◆ **GIVEN TEXT**:
Start of Block
No, not Sam Cohen, the theater agent. Samuel T. Cohen, inventor of the neutron bomb. The other one may have been involved with bombs, but it was never intentional. According to the obituary by Robert McFadden (NYT 11/2/10) Samuel T. Cohen died at his home this past Sunday at the age of 89. He is survived by his wife, three children and three grandchildren. The irony is that he devoted his life to making sure there were no survivors. The weapon he created, unlike other bombs, was designed to kill people and leave buildings unharmed.
Born in Brooklyn to Jenny and Lazarus Cohen, Sam could, given his father’s name, be excused for thinking that death was not a permanent condition. His father, however, was a Jewish carpenter and, as a group, they tend to be peaceful. More “Turn the other cheek” than, say, “Lock and load.” His mother discouraged young Samuel from breathing through his mouth, believing it was unhealthy. She also forced to him to take daily ice-water showers to toughen him up. She was, in the words of Raymond Chandler, “Crazier than two waltzing mice.” Yet so are a lot of Jewish mothers and they have completely normal children. (Don’t ask me how I know.)
After graduating from UCLA and MIT, Samuel Cohen was chosen to work on the Manhattan Project, where he helped design the nuclear bomb that destroyed Nagasaki. You might think that incinerating civilians would have turned him into a life-long pacifist like Leo Szilard, the project’s founder, or Jacob Bronowski, who switched from mathematics to life sciences after witnessing it’s aftermath. Instead, it acted like an atomic appetizer.
In 1947, Cohen joined the RAND Corporation, a hothouse for Cold War strategy. He bloomed in its atmosphere of overheated speculation and in 1958, while serving as a consultant to Lawrence Livermore National Laboratory, he designed the neutron bomb. Although “Many technical features of what the Pentagon called an ‘enhanced radiation weapon’ had been known for years, and scientists had theorized about a nuclear device that would release most of its energy as radiation” it took Sam Cohen to see the possibilities. (Insert “killer app” joke of your choice.) His patient cultivating bore fruit when the military successfully tested the neutron bomb. (Atomic testing is easy, you just blow the crap out of a bunch of dummies. How do you test a weapon that leaves structures untouched while killing every living thing in its path? Wouldn’t that require . . . living things? Hmmm.)
In 1969, five hundred thousand people marched for peace in Washington, D.C. Anti-war sentiment even breached the walls of the RAND Corporation. One of their top military analysts was suffering crushing doubts about his chosen profession. That’s right, Daniel Ellsberg, the man who leaked “The Pentagon Papers.” Samuel Cohen left that year to insure the future of his deadly invention. “. . . he relentlessly promoted the neutron bomb for most of his life, writing books and articles, conferring with presidents and cabinet officials, taking his case to Congressional committees, scientific bodies and international forums.” He also defended it when necessary. “Mr. Cohen called his bomb a ‘sane’ and ‘moral’ weapon . . . He insisted that many critics misunderstood or purposely misrepresented his ideas for political, economic or mercenary reasons.” (Mercenary in the sense of greedy and materialistic. Not, obviously, being paid to kill someone.) As an advocate, Samuel Cohen was operating outside his area of expertise. Fortunately – for the world –he was lousy at it.
“Washington rejected the bomb repeatedly. The Kennedy administration said it might jeopardize a test-ban moratorium. The Johnson administration said it’s use might raise the specter of Hiroshima – Asians again slaughtered by American nuclear bombs – drawing worldwide condemnation. President Jimmy Carter said development might impede disarmament prospects. In 1981, President Ronald Reagan ordered 700 nuclear warheads built to oppose Soviet tank forces in Europe . . . But deployment to the North Atlantic alliance was cancelled after a storm of antinuclear protest across Europe. President George Bush ordered the stockpile scrapped.” Was it Cohen’s fault for failing to convince them or did events conspire against him? Who cares? The neutron bomb was neutered.
Did Samuel T. Cohen experience any regrets about his devotion to death? Apparently not – although he many chances to do so. He lived a long time and went to his own death untroubled – except for one thing. The neutron bomb was never accepted into any of the world’s arsenals. His entire career as a bomb designer was, ultimately, a dud.
End of Block
◆ **TASK GOAL**: Rewrite the paragraph of the text about Samuel T. Cohen that begins "In 1947, Cohen joined the RAND Corporation" as a short bulleted list of its main facts.

(Dataset entries)
Start of Block
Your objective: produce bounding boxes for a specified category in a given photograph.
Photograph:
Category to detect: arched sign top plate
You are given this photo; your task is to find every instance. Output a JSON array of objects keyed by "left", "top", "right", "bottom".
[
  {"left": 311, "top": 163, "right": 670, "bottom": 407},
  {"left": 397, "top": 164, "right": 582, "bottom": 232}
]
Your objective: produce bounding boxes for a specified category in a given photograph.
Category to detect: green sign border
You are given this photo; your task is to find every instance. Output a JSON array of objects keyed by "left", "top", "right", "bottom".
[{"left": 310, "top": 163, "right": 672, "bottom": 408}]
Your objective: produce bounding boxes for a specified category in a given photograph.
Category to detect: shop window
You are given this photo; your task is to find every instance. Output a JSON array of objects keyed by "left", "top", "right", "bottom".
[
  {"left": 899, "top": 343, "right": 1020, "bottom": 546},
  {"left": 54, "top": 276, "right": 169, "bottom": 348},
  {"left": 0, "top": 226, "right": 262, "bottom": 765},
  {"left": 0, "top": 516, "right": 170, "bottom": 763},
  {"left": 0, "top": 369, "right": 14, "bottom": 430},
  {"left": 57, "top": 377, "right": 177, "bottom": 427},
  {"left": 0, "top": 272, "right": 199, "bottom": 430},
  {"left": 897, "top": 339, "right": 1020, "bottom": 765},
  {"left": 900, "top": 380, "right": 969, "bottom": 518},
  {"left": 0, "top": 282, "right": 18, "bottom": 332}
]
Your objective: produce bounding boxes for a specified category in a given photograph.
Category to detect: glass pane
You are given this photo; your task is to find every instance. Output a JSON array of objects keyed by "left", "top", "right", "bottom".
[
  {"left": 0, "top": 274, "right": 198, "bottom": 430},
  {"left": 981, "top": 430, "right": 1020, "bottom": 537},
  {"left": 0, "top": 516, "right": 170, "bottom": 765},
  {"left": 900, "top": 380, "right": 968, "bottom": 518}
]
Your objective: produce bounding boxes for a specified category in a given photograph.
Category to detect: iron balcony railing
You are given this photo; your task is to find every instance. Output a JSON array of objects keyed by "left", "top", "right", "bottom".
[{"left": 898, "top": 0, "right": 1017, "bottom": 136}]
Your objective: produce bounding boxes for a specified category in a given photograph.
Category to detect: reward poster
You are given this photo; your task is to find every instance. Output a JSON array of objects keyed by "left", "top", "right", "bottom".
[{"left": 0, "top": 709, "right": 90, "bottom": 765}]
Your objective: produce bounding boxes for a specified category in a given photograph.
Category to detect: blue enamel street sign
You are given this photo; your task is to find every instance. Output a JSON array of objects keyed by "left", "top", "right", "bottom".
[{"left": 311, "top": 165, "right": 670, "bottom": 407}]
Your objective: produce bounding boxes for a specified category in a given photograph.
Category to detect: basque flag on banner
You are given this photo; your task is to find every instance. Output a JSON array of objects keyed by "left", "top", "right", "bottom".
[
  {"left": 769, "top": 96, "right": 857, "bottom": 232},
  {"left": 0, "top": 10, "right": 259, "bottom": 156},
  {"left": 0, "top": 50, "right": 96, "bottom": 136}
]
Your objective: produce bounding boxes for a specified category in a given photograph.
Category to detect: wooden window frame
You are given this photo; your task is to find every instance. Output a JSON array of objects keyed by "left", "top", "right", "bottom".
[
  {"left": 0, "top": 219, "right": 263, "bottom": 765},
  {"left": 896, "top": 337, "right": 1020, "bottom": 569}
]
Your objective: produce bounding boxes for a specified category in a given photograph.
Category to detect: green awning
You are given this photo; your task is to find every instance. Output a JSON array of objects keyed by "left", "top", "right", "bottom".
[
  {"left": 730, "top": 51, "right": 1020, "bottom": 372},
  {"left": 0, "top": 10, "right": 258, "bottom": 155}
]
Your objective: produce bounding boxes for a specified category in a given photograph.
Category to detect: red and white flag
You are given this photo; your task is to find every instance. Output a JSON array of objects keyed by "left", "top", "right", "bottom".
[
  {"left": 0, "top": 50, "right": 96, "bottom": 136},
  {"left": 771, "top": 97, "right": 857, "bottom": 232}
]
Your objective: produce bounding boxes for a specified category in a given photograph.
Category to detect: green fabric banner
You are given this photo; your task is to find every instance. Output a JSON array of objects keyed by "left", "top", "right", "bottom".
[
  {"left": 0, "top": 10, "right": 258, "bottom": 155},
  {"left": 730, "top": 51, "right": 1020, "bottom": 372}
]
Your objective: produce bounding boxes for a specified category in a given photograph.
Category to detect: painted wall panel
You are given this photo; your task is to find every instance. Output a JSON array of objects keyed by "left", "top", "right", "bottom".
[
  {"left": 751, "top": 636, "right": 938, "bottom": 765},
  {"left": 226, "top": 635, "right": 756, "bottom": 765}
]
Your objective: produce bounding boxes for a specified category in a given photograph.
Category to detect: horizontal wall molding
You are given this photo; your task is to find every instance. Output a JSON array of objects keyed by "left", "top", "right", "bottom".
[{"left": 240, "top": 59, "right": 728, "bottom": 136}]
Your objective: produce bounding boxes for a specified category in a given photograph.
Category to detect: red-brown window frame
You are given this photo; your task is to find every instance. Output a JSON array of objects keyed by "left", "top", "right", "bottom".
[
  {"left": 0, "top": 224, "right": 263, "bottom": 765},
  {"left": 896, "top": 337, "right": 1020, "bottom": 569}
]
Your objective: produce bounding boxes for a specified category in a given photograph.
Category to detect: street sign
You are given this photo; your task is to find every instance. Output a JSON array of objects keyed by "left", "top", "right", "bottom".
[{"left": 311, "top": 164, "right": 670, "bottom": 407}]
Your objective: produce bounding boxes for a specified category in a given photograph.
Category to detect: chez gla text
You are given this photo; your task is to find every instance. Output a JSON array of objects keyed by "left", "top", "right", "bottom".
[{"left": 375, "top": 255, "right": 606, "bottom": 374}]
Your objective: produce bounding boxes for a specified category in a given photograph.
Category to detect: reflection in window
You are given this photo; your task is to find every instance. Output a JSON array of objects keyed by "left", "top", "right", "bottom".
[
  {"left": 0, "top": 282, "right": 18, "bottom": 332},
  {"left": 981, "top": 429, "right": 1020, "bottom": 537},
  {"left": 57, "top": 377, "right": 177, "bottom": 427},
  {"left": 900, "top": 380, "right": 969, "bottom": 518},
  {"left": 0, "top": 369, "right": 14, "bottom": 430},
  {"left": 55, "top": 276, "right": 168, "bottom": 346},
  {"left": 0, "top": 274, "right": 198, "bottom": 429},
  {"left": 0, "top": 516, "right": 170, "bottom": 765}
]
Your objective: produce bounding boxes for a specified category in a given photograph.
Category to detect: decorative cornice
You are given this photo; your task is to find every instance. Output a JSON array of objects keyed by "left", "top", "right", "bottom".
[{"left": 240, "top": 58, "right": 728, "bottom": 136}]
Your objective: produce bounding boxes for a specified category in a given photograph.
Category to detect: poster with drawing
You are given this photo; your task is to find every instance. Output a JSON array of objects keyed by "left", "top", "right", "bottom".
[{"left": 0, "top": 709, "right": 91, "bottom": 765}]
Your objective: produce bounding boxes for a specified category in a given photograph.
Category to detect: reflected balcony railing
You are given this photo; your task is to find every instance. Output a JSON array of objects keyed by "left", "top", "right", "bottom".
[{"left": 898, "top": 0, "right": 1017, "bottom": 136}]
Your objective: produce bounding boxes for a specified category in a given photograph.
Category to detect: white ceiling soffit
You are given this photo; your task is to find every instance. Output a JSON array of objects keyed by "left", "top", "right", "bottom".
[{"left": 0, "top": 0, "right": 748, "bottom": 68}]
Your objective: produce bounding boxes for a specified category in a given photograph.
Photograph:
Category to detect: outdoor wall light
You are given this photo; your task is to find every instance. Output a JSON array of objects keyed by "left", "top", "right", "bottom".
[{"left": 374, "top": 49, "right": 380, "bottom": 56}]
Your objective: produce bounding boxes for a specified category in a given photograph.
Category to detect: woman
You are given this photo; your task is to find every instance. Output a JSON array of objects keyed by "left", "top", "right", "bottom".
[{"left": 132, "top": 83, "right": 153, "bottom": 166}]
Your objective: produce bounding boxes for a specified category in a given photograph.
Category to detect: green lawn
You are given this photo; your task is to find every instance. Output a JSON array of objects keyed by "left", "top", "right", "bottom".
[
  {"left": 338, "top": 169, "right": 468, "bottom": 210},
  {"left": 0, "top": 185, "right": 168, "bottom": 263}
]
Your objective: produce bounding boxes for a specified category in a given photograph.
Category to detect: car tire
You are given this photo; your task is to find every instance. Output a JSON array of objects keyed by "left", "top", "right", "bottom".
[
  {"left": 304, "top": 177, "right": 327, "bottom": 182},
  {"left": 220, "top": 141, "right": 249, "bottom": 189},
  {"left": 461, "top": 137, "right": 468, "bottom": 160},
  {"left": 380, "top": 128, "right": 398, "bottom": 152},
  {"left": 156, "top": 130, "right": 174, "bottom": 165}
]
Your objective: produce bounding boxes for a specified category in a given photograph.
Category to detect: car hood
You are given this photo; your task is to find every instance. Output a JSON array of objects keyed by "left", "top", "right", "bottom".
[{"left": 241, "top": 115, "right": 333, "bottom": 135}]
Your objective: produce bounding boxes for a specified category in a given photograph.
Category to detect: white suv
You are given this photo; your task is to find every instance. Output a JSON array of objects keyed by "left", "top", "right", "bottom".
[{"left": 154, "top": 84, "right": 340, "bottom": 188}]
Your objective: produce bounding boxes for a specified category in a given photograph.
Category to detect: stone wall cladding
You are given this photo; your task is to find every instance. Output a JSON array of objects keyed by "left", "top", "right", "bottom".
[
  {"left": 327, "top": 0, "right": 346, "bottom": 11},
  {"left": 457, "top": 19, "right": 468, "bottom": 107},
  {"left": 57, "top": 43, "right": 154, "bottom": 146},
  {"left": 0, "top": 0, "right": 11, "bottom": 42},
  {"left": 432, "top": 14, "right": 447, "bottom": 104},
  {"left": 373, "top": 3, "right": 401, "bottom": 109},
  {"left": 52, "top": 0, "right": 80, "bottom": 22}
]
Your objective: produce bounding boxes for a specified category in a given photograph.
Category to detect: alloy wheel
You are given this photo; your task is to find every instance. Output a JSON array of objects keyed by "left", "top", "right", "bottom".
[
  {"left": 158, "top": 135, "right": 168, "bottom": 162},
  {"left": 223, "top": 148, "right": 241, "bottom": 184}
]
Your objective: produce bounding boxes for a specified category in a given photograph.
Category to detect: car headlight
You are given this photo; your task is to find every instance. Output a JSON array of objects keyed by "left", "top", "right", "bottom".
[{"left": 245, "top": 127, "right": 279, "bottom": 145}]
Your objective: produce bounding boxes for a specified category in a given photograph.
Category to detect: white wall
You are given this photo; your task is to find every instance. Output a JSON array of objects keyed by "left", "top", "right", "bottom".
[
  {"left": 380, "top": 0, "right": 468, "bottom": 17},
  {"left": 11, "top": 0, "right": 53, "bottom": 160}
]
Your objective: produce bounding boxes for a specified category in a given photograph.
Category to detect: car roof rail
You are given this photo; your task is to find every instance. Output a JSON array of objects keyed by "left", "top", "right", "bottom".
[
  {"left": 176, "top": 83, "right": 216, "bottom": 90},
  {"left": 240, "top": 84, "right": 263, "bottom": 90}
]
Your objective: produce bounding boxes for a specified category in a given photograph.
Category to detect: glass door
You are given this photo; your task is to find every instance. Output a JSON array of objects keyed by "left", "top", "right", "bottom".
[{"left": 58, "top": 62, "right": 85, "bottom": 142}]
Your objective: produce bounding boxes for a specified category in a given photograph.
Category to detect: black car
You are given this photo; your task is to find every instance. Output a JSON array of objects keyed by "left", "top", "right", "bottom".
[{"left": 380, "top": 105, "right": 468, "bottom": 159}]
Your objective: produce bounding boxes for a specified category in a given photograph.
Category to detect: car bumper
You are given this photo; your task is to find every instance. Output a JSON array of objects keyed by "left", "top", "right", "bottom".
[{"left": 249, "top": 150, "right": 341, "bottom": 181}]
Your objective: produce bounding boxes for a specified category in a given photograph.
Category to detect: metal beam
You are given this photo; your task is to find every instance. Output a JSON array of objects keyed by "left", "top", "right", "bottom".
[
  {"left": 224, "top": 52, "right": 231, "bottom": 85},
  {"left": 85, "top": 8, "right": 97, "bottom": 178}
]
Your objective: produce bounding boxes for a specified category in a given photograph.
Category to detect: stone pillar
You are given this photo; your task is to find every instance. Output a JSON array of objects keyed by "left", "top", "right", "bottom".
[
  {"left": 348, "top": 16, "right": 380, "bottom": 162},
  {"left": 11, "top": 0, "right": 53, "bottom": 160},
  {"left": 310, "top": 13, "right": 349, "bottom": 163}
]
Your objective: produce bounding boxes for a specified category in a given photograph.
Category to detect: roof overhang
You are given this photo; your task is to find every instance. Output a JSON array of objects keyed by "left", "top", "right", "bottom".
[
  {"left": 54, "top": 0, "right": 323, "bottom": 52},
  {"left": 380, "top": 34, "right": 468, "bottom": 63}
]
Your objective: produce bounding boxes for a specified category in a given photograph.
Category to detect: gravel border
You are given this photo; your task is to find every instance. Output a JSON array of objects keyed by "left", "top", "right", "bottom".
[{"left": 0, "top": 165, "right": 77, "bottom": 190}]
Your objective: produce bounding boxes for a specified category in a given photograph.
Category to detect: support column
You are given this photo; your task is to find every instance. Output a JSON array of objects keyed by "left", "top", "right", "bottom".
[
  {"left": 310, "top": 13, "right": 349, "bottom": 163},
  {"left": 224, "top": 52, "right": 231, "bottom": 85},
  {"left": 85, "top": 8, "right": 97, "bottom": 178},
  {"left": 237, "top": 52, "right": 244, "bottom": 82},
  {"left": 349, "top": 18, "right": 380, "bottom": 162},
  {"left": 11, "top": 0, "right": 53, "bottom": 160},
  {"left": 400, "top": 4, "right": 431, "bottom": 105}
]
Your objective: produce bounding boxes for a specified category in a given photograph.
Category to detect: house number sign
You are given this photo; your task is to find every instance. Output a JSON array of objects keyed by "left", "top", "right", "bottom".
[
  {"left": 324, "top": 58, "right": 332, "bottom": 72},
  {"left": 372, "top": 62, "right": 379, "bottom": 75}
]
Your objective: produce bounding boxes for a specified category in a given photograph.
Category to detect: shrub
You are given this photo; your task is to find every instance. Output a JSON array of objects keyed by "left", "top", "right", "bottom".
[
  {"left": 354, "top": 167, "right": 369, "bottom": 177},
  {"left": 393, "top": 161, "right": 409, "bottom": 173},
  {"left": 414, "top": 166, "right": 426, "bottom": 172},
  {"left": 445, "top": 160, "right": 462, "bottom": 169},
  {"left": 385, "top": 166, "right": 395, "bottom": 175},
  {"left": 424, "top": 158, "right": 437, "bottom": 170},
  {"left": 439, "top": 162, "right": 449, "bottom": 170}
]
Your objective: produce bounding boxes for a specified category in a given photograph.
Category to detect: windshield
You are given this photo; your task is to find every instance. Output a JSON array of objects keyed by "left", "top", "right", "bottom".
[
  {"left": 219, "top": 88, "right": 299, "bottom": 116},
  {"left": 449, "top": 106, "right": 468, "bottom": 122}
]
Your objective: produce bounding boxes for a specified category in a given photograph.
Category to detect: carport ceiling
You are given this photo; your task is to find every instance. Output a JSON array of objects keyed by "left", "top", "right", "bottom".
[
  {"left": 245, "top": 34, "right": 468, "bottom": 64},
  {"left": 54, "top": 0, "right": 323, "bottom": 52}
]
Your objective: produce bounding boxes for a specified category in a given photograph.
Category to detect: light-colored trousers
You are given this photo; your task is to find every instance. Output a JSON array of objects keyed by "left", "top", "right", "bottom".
End of Block
◆ **REPLY TO THE TASK**:
- In 1947, Cohen joined the RAND Corporation, a center for Cold War strategy.
- In 1958, while consulting for Lawrence Livermore National Laboratory, he designed the neutron bomb.
- Many technical features of this weapon, which the Pentagon called an "enhanced radiation weapon," had been known for years. Scientists had also theorized about a nuclear device that would release most of its energy as radiation, but it took Cohen to see the possibilities.
- The military successfully tested the neutron bomb.